Document passage =
Sunday, August 24, 2008

I beg your pardon?

I walked into a full but silent room at the nursing home. My patient was the skeletal figure laying on the low bed, mouth agape in the way only those near death display. I introduced myself to the assembled relatives: the wife, a nephew, a brother and the brother's wife.

"Hello...I'm NinjaMedic, and I'm with hospice....how are you all doing?"

His wife - small, grey and, as I was about to find out, incredibly difficult to deal with - sighed heavily.

"Well. you know, I'm not a well person. I'm really pretty ill and I don't know how much longer I can stand to be here. He's been like this for hours now. How much longer do you think it will be? I'm not a well person, y'know..."

Over the years I've worked for hospice, I've become pretty good at judging how close people are to death. There are signs: Kussmaul respirations, Cheyne-Stokes respirations, mottling of the extremities, livor mortis in the parts of the body making contact with the bed....but none of them are a sure-fire sign that death is imminent. I've been called out to people who have been Kussmauling away and who have been cold and a blotchy purple color but who have clung to life for another 12 hours. On the flip side of that, I've gone out to people who have been talking to me when I got there but who were dead 2 hours later. Everyone is different and there's no hard and fast way to tell when someones time is up.

"I really can't say, ma'am. What I'm going to do, though, is introduce myself to your husband and let him know who I am. Hearing is the last.."

"NO. NOBODY IS TO TALK TO HIM."

"Umm....can I ask why you feel that way?"

"IF PEOPLE TALK TO HIM HE'LL REALIZE HE'S STILL ALIVE AND WON'T DIE. NOBODY IS TO TALK TO HIM OR TOUCH HIM."

"Errr..."

"NOBODY."

"Ma'am, I think it's important that he know that we ARE here, especially..."

Study material =
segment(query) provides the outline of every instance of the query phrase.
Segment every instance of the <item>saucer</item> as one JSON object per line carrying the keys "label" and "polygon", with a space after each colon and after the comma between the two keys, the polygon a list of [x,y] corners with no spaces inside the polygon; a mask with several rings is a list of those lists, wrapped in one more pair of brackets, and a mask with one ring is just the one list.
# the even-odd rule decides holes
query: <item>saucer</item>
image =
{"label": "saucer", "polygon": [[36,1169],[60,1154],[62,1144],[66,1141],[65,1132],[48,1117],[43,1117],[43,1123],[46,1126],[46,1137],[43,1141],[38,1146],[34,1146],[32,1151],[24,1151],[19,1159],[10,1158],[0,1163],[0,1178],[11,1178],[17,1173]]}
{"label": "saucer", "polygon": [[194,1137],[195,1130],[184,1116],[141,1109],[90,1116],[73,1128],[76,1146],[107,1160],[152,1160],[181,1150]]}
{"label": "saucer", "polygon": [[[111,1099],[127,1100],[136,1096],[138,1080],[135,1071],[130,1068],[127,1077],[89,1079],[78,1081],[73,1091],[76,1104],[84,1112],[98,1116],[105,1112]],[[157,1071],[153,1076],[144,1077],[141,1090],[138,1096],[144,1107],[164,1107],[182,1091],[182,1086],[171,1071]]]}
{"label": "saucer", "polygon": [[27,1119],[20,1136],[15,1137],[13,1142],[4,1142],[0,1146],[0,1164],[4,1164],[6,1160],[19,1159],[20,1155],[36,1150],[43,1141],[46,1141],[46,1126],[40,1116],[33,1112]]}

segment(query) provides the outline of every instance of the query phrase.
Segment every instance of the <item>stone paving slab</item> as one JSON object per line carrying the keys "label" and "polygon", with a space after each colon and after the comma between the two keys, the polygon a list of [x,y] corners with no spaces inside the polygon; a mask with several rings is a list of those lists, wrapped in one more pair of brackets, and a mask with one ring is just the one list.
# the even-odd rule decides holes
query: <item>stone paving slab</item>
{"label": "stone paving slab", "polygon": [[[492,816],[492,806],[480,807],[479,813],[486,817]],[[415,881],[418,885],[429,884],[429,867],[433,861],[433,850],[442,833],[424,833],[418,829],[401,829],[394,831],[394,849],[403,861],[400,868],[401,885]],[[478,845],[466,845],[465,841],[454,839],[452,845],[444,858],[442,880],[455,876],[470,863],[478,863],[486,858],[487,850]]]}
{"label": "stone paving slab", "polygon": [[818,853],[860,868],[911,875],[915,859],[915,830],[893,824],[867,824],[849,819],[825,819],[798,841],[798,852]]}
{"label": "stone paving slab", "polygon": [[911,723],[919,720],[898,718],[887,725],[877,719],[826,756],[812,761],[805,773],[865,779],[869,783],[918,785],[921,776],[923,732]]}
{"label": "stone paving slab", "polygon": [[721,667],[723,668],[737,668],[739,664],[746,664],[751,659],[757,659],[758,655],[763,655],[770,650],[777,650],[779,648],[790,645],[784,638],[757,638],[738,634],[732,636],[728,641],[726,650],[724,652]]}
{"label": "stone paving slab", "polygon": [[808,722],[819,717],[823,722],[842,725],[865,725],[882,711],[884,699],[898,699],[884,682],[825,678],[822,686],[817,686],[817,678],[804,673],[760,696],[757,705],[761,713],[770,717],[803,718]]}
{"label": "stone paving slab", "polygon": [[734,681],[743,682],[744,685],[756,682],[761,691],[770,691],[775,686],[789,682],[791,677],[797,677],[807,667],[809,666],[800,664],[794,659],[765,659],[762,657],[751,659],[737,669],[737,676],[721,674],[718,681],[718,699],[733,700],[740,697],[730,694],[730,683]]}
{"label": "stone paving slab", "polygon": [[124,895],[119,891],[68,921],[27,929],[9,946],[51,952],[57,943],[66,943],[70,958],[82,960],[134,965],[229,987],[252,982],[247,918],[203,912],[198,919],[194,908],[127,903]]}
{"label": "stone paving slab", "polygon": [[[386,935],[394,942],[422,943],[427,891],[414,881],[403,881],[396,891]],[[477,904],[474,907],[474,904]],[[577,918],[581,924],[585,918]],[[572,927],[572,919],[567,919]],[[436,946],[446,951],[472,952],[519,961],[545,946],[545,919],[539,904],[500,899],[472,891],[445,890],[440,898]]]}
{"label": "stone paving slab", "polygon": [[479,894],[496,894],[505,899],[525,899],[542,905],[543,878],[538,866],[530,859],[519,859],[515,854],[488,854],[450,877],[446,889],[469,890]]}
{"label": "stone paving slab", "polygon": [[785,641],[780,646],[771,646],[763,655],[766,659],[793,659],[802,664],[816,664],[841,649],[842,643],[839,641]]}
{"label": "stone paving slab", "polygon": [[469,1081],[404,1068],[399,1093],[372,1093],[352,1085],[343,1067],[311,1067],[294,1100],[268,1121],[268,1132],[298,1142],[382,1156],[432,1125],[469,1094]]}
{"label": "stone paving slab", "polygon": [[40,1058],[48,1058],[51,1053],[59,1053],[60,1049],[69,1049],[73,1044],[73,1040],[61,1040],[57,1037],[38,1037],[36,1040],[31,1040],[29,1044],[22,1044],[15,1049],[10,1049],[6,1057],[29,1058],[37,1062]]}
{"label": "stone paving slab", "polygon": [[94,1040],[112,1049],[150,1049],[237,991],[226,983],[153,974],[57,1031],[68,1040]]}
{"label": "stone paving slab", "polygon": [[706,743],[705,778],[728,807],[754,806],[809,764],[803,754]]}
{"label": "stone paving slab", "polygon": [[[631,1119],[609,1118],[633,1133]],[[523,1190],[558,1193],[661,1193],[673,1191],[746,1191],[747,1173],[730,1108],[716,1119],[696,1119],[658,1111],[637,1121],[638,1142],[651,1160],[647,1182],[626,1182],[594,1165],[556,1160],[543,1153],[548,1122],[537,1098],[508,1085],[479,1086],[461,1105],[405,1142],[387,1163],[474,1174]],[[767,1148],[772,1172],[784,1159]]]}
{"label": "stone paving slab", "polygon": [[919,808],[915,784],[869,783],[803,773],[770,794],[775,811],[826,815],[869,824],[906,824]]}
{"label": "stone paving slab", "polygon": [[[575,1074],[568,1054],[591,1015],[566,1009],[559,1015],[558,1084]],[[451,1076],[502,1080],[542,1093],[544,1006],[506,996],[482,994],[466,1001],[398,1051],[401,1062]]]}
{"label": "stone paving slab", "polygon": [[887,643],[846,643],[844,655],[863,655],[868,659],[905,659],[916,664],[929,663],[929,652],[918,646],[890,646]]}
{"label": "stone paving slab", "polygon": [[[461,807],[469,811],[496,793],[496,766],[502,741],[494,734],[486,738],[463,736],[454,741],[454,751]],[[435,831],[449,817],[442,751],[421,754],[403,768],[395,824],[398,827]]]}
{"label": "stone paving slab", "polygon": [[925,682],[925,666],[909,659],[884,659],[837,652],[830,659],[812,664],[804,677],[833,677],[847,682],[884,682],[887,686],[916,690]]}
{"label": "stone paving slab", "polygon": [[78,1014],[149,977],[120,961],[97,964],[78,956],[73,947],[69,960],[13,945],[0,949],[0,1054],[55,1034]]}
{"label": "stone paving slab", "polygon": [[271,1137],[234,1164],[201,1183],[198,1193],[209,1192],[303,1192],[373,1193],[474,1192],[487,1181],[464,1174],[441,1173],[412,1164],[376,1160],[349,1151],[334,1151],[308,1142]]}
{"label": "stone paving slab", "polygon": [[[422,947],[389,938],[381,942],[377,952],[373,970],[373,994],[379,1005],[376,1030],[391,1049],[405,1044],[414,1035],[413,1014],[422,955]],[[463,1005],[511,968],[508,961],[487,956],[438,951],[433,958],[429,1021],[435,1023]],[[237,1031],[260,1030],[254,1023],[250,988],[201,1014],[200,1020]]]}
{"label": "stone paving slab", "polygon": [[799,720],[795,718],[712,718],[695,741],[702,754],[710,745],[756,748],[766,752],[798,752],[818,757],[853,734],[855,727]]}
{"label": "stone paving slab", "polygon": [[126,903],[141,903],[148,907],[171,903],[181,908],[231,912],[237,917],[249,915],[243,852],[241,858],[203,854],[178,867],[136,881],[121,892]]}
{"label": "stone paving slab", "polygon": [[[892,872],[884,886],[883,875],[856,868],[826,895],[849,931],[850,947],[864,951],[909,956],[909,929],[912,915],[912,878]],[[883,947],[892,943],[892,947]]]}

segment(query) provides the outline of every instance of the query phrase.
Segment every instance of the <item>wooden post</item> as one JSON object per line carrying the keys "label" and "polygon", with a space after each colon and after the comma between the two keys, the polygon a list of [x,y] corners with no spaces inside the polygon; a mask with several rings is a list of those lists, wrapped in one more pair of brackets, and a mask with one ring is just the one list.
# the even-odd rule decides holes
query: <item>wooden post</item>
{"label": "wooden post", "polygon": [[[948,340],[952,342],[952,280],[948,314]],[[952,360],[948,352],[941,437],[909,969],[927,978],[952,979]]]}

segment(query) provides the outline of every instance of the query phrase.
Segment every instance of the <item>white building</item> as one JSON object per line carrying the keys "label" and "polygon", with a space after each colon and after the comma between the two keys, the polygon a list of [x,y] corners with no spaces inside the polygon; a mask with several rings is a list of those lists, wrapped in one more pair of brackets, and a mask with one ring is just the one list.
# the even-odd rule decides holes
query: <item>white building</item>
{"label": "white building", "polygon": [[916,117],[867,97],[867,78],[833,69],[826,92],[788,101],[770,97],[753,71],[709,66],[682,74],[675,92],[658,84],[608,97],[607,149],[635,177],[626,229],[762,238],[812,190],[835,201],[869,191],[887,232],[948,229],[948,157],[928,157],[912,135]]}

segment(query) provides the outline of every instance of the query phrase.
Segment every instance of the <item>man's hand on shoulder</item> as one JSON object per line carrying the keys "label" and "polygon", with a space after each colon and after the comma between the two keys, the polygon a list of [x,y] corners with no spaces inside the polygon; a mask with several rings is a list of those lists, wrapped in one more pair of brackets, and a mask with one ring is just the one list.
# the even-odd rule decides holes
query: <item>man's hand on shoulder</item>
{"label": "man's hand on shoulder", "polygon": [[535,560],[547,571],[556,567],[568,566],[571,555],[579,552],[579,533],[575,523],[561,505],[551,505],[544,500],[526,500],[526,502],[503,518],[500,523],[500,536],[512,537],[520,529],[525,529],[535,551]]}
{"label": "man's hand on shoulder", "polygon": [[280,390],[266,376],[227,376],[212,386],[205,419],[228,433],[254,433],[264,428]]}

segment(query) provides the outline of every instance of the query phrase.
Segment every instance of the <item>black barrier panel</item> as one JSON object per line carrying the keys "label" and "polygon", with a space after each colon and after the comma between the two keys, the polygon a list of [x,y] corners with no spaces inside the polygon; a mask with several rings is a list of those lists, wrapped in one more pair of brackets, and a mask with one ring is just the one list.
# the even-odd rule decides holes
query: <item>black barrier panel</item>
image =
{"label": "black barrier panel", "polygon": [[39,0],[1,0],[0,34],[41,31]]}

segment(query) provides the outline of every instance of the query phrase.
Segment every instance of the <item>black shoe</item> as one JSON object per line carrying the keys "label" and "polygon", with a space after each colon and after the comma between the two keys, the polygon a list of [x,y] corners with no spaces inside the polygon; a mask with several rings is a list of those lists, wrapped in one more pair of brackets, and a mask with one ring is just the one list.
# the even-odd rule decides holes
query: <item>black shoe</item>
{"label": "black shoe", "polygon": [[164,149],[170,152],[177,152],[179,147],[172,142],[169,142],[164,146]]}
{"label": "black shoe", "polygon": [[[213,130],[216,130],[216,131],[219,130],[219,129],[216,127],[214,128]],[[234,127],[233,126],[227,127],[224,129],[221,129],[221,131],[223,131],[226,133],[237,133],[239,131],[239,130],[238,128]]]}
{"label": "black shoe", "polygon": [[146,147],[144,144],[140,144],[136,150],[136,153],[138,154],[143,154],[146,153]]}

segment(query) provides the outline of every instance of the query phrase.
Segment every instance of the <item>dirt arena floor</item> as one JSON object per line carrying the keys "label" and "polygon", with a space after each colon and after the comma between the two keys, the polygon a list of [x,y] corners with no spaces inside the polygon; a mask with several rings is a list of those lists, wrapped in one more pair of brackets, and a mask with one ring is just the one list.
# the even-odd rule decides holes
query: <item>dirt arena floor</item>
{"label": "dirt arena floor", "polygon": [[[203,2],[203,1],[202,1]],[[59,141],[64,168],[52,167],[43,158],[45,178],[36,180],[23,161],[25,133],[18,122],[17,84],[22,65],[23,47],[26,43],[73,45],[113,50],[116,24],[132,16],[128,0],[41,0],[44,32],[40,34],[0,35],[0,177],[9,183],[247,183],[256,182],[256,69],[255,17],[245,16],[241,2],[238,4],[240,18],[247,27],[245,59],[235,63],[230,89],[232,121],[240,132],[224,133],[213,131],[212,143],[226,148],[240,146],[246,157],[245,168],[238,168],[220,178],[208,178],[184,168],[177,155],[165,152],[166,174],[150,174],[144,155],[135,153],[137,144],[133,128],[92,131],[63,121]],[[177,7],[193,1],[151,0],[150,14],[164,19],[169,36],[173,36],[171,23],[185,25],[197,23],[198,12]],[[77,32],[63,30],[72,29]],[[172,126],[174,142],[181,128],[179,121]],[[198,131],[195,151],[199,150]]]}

Task 1 = For the hospice post, say whether each statement agrees with it: (a) the relatives in the room were the wife, a nephew, a brother and the brother's wife; (b) the narrator treats mottling of the extremities as a sure-fire sign that death is imminent; (c) the wife wanted people to talk to her husband. Answer yes or no for each, and quote the text's deciding words.
Task 2 = Copy the hospice post word for word, starting at "I walked into" and ending at "- sighed heavily.".
The records come from a separate source and are unrelated to this text.

Solution 1 =
(a) Yes: "the wife, a nephew, a brother and the brother's wife."
(b) No: "but none of them are a sure-fire sign that death is imminent."
(c) No: "NOBODY IS TO TALK TO HIM OR TOUCH HIM."

Solution 2 =
I walked into a full but silent room at the nursing home. My patient was the skeletal figure laying on the low bed, mouth agape in the way only those near death display. I introduced myself to the assembled relatives: the wife, a nephew, a brother and the brother's wife.

"Hello...I'm NinjaMedic, and I'm with hospice....how are you all doing?"

His wife - small, grey and, as I was about to find out, incredibly difficult to deal with - sighed heavily.